The Terenti Graneli Library (6/6 Mukhadze St.) is branch No. 11 of the Tbilisi Multifunctional Libraries network. It is the successor to the public library opened to readers in 1951. According to the official directory of Tbilisi libraries, its founding year is 1950. As of 2018 (then branch No. 44), its collection comprised 13,066 items, with 920 registered readers.

=== Healthcare ===
During the Soviet period, an outpatient clinic and a polyclinic operated in the settlement. However, in the post-Soviet era, access to primary medical care became a problem. In 2015 and 2017, at meetings of the Sakrebulo commissions, the issue of opening primary healthcare facilities in Orkhevi was repeatedly raised. It was noted that the buildings of former polyclinics remained in the settlement and could be rehabilitated for the needs of the population.
The problem became particularly acute in July 2016, when Orkhevi residents held a protest demanding the restoration of the former Polyclinic No. 22. According to a news report, this medical facility was closed back in 2011 through a merger with Polyclinic No. 16 in Lilo, and at the time of the protest, its building was already being dismantled. The protest, initiated by an opposition representative, escalated into clashes.

=== Commerce and services ===

==== Soviet and 1990s facilities ====
In 1988, an "AvtoVAZtekhobsluzhivaniya" (AvtoVAZ Technical Service) center was opened in Orkhevi at Orkhevi, 2, where owners of old Zhiguli and GAZ cars could exchange them for new models with an additional payment. The compensation for a traded-in car ranged from 400 to 600 rubles for a Zhiguli and from 200 to 1000 rubles for a GAZ. In 1992, during the period of hyperinflation, Orkhevi had the Kavkazsky Bank and Korolevsky Bank, where currency exchange was conducted. Since 1998, the state insurance company Samgori was at 6 Akhvlediani St., offering a wide range of services from life insurance to crop and auto liability insurance.

==== Modern facilities ====
In Orkhevi, there are large supermarket chains such as Ori Nabiji, Spar, Libre, and Nikora, as well as pharmacies from the Aversi and Blue Cross chains. There are ATMs and payment terminals for Bank of Georgia, TBC Bank, and Liberty Bank. There is a McDonald's on the Kakheti Highway. The settlement also has numerous small shops, bakeries (tone), butcher shops, car repair shops, and other service facilities.
- Vako Motors — a large auto service center specializing in the repair and maintenance of European trucks (Mercedes-Benz, Iveco, Scania, Volvo, MAN, Renault). The company also sells spare parts and performs diagnostics.

# # # #

**TASK**. Could you carry on the text about Orkhevi from the point where it stops? The records that follow come from a different source than the text on Orkhevi.

# # # #

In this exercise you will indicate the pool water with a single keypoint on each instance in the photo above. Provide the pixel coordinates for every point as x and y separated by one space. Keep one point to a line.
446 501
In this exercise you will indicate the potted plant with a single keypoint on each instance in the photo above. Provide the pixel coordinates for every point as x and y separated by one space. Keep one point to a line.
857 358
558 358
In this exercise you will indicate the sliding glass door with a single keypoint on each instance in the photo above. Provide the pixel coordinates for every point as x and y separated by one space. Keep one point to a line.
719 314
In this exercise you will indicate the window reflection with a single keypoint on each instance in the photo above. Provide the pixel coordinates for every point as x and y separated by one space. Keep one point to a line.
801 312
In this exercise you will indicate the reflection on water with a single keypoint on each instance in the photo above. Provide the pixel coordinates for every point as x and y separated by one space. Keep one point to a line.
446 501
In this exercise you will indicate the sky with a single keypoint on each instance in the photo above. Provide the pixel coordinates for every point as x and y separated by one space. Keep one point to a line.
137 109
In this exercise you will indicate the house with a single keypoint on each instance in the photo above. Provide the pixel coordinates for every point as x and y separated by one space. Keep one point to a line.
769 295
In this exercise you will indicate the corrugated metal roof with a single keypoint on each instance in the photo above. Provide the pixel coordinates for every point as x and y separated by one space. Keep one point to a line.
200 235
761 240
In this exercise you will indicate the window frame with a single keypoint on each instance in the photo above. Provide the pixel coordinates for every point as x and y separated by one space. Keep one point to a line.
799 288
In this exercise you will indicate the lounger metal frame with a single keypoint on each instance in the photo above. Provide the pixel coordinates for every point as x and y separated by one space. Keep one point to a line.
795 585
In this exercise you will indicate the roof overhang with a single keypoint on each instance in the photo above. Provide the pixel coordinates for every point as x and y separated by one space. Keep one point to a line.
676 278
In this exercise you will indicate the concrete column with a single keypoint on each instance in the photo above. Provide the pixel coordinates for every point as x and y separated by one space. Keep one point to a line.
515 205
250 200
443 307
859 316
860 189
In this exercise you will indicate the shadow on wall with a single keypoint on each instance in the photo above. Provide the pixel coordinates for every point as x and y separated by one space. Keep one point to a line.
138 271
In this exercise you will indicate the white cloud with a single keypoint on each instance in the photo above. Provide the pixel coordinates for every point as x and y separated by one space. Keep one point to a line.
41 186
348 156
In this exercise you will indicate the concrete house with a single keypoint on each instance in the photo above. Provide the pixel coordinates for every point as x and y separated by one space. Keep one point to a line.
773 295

# # # #

**ANSWER TO THIS TASK**.
- McDonald's — a branch in the southern part of Orkhevi, on the Kakheti Highway, opened in July 2022. It has become notable in Orkhevi due to its modern concept: it is positioned as "eco-friendly", equipped with solar panels on the roof and a charging station for electric cars. It is fully adapted for people with disabilities.

=== Culture, religion and recreation ===

==== Soviet-era facilities ====
In 1950, the construction of a club with 300 seats (later the House of Culture) was completed in the settlement, and a post office was opened. By 1951, the club was already hosting concerts, including tours by the choir of the State Philharmonic of the Lithuanian SSR, and a public library was opened. In 1989, a video bar was opened in the Orkhevi House of Culture. Subsequently, the House of Culture building was demolished.

==== Modern facilities ====
See section

=== Transport ===
For many years, transport accessibility remained one of the key problems for the residents of Orkhevi. In 2015–2016, complaints about a shortage of buses and inconvenient schedules were discussed at the municipal level.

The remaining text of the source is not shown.